Stored data entries
○ ○ ○ ○

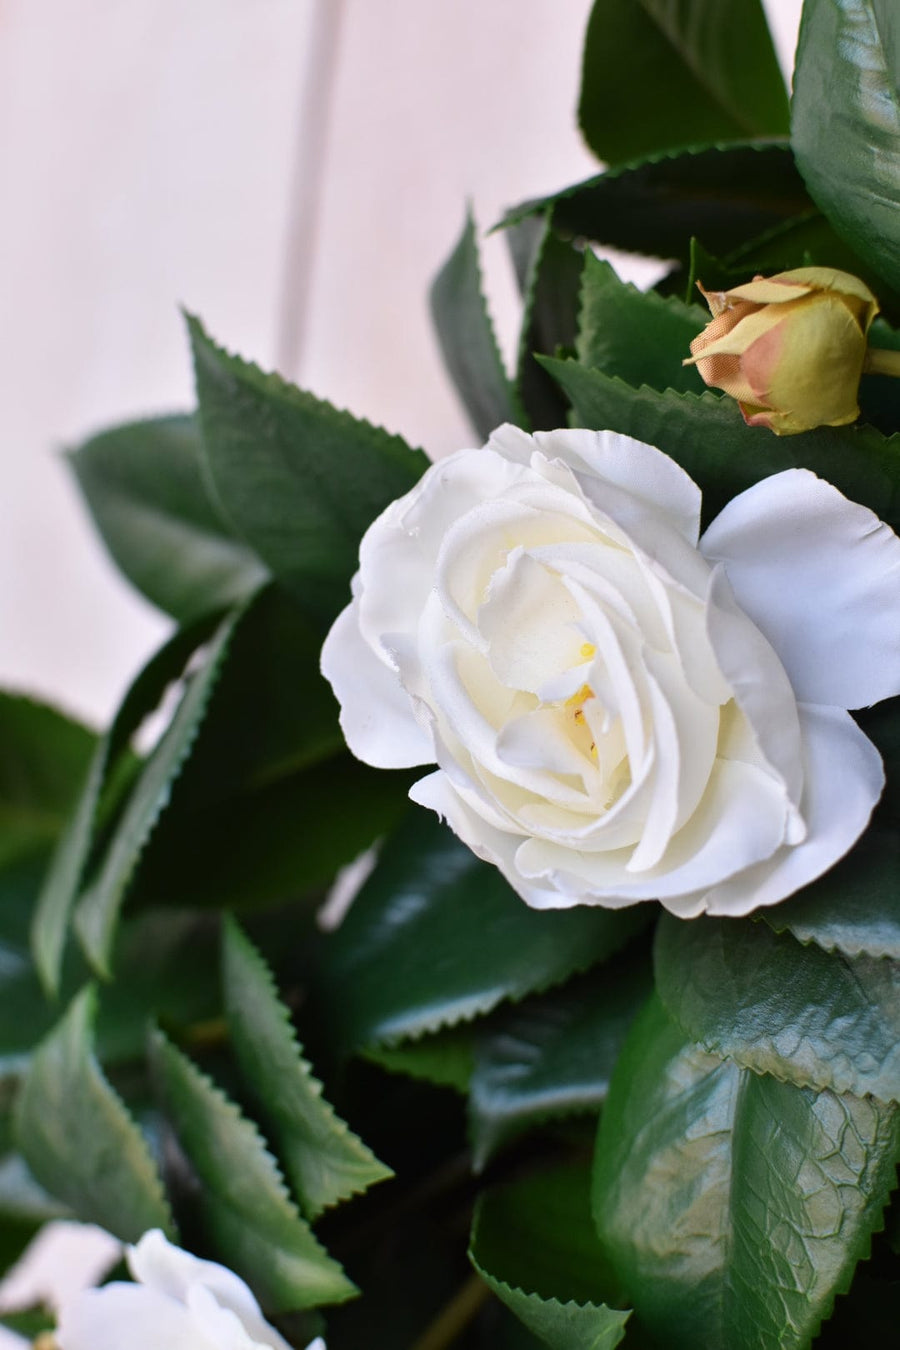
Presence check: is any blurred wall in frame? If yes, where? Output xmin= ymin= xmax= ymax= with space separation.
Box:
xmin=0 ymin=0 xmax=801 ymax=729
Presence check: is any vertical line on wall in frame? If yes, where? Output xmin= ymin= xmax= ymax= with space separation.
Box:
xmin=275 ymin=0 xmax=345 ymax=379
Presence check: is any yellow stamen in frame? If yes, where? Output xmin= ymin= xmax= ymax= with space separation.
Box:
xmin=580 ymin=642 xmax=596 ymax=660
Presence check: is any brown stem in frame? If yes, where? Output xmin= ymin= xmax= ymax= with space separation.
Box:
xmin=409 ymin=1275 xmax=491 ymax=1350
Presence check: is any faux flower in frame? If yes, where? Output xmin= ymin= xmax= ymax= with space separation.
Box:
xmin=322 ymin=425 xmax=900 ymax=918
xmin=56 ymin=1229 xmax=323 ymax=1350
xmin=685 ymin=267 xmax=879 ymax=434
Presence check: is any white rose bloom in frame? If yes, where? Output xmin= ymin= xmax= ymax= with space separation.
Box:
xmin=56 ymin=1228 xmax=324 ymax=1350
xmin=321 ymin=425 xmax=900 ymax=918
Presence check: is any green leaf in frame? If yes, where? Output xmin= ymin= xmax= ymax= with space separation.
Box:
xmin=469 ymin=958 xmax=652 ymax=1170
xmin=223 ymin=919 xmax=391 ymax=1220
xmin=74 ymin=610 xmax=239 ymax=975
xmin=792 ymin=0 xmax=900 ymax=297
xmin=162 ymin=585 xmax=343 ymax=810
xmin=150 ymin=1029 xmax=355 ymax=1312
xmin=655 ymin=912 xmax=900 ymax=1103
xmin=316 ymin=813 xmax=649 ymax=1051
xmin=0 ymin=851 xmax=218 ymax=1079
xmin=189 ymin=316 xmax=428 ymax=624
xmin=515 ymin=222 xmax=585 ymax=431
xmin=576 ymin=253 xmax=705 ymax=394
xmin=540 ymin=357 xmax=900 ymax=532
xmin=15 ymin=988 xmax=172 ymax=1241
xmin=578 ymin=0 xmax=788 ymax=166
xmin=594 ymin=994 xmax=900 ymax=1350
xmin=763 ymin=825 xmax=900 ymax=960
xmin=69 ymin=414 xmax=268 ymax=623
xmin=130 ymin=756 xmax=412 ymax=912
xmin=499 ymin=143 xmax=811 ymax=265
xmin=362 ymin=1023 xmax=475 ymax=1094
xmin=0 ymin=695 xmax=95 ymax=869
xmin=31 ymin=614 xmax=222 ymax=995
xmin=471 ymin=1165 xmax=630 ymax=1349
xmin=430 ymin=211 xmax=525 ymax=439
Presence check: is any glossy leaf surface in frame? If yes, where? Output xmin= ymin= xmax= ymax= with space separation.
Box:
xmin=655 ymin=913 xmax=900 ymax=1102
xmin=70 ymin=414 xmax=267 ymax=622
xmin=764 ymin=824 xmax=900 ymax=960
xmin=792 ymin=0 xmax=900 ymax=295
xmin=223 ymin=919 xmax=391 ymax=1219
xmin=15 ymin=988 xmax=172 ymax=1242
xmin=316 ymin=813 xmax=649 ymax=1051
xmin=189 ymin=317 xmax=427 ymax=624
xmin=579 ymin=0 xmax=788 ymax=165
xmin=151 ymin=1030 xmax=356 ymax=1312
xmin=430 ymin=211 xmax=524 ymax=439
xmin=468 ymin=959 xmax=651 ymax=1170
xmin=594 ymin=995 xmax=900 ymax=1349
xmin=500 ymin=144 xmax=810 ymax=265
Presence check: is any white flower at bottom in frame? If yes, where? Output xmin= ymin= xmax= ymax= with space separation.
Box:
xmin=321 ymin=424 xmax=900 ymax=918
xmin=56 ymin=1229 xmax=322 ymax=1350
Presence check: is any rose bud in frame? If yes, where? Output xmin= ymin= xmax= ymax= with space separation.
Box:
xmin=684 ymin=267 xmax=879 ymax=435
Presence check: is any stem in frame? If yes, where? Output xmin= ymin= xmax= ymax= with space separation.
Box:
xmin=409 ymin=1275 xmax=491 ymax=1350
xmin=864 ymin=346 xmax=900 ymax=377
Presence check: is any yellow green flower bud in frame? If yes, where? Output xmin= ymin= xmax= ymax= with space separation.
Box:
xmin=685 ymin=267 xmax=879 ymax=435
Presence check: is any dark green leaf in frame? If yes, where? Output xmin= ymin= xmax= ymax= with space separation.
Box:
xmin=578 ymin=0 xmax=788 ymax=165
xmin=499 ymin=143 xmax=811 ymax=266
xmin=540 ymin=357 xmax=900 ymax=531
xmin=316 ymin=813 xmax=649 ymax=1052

○ ○ ○ ○

**YOUR GOAL:** Copy out only the lines above from the one with "Presence check: is any faux" to the one with "Presence check: is any glossy", inclusive, exactly as they stand.

**COMPLETED EXERCISE:**
Presence check: is any faux flower in frame? If yes, where? Output xmin= ymin= xmax= ymax= with space separation.
Box:
xmin=322 ymin=425 xmax=900 ymax=918
xmin=56 ymin=1229 xmax=323 ymax=1350
xmin=685 ymin=267 xmax=879 ymax=434
Presence check: is any white rose bloom in frame? If yes, where? Output xmin= ymin= xmax= ymax= with space separation.
Box:
xmin=56 ymin=1228 xmax=324 ymax=1350
xmin=321 ymin=425 xmax=900 ymax=918
Presence check: is any green leaf in frame? If yes, where? Output xmin= ymin= xmax= ymax= with space separation.
Box:
xmin=469 ymin=958 xmax=652 ymax=1170
xmin=223 ymin=919 xmax=391 ymax=1220
xmin=74 ymin=610 xmax=239 ymax=975
xmin=792 ymin=0 xmax=900 ymax=297
xmin=162 ymin=585 xmax=343 ymax=810
xmin=150 ymin=1029 xmax=355 ymax=1312
xmin=655 ymin=912 xmax=900 ymax=1103
xmin=316 ymin=813 xmax=649 ymax=1051
xmin=0 ymin=851 xmax=218 ymax=1079
xmin=189 ymin=316 xmax=428 ymax=624
xmin=515 ymin=222 xmax=585 ymax=431
xmin=576 ymin=253 xmax=705 ymax=394
xmin=540 ymin=357 xmax=900 ymax=532
xmin=15 ymin=988 xmax=172 ymax=1241
xmin=578 ymin=0 xmax=788 ymax=166
xmin=594 ymin=994 xmax=900 ymax=1350
xmin=763 ymin=825 xmax=900 ymax=960
xmin=69 ymin=414 xmax=268 ymax=623
xmin=130 ymin=756 xmax=412 ymax=912
xmin=499 ymin=143 xmax=811 ymax=265
xmin=362 ymin=1023 xmax=475 ymax=1094
xmin=0 ymin=695 xmax=95 ymax=869
xmin=31 ymin=614 xmax=222 ymax=995
xmin=471 ymin=1165 xmax=630 ymax=1349
xmin=430 ymin=211 xmax=525 ymax=439
Presence check: is any glossy leaf surface in frame? If yes, where? Output xmin= ymin= xmax= ymax= with space separation.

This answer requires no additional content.